## Set problem:
Rewrite the lines from the one containing "the rear side" through the end of the items, inclusive, replacing "kindly" with "please" and leaving everything else unchanged.

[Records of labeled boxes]
•••••
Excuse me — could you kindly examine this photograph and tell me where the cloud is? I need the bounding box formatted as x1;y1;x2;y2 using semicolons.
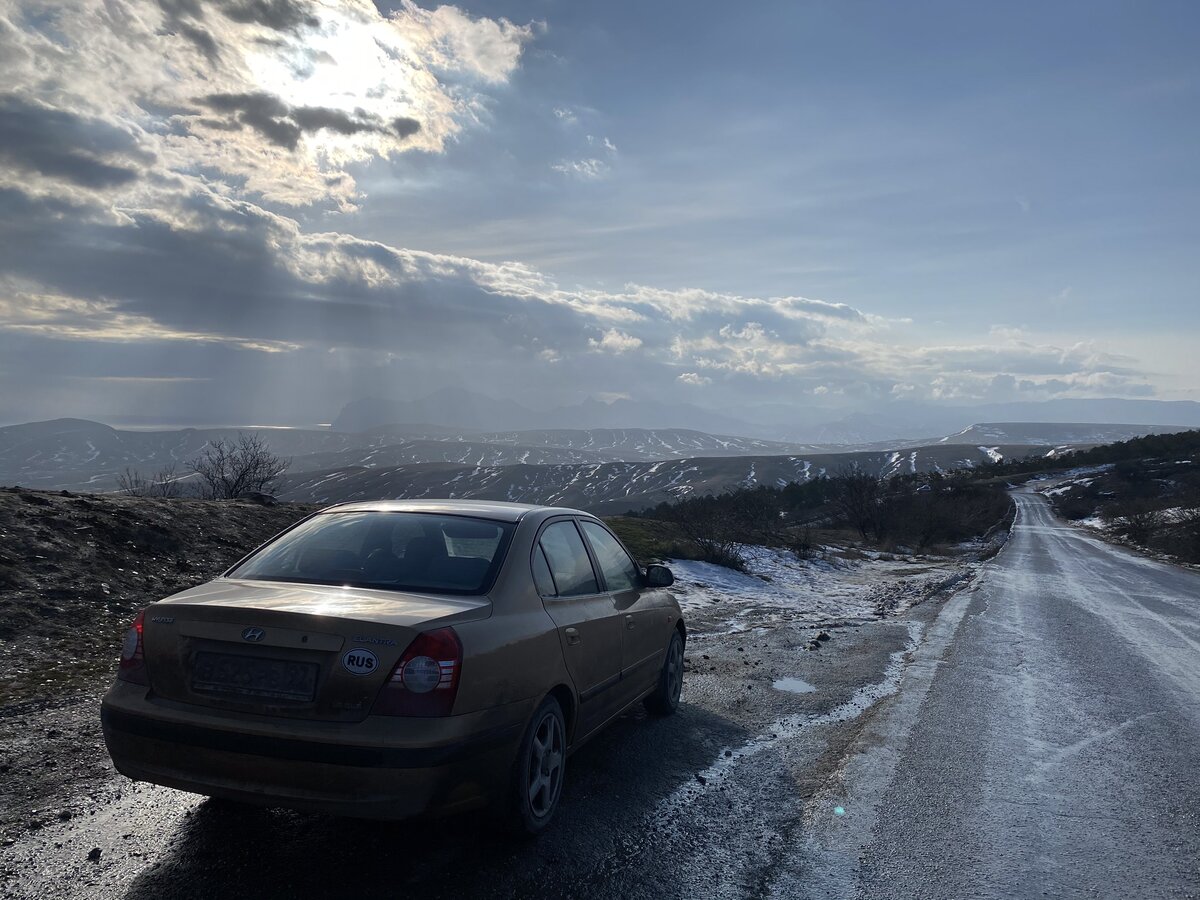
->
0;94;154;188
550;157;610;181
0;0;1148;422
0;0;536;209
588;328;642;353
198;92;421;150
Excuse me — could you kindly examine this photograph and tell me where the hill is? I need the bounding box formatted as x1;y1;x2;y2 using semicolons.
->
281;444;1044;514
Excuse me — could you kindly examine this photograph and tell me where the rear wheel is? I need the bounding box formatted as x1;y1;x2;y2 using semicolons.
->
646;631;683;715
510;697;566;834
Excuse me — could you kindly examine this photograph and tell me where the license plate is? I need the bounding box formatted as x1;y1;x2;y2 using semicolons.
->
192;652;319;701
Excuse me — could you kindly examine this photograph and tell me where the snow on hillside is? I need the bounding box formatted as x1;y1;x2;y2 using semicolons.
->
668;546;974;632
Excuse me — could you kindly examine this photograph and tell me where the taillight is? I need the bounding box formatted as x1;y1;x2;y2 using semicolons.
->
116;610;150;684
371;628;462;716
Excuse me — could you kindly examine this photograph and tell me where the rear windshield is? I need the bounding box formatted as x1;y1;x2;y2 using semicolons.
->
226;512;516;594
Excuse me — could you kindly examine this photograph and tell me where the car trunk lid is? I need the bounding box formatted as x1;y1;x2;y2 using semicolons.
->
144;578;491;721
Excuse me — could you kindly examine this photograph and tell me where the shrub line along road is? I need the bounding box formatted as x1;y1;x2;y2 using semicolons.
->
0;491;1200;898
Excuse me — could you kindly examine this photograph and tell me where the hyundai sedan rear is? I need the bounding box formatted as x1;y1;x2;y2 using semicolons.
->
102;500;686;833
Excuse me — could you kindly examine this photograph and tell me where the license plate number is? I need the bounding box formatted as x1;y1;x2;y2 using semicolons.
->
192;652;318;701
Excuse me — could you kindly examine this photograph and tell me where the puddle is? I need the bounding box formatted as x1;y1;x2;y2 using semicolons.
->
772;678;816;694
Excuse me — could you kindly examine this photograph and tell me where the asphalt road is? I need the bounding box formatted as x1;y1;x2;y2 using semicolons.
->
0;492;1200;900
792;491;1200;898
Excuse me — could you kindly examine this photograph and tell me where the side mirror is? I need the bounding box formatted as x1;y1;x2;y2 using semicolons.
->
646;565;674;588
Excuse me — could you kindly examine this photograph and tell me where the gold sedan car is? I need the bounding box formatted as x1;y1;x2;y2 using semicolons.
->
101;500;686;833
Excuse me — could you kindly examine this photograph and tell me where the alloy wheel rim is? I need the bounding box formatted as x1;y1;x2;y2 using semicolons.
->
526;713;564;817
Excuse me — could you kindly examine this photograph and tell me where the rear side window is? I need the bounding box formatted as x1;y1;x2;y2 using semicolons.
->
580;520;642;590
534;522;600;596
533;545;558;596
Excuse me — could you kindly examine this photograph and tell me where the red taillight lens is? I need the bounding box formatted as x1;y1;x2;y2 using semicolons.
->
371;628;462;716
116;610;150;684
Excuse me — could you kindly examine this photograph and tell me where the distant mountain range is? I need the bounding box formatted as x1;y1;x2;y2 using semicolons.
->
•••••
## Result of the task:
Excuse me — could you please examine this photograph and tell me where the rear side window is? I need the bounding box formatted as x1;y1;x2;y2 using semicolons.
->
580;520;642;590
534;522;600;596
533;545;558;596
Excuse me — could you please examine this photograph and tell me where the red taillight lens is? I need the bounding box formatted as x1;y1;x2;y2 using semicolons.
->
371;628;462;716
116;610;150;684
Excuse me — could you please examine this photograph and tell me where the distant mountain range is? I need the bounding box formatted as x1;y1;x2;y2 using semicolons.
->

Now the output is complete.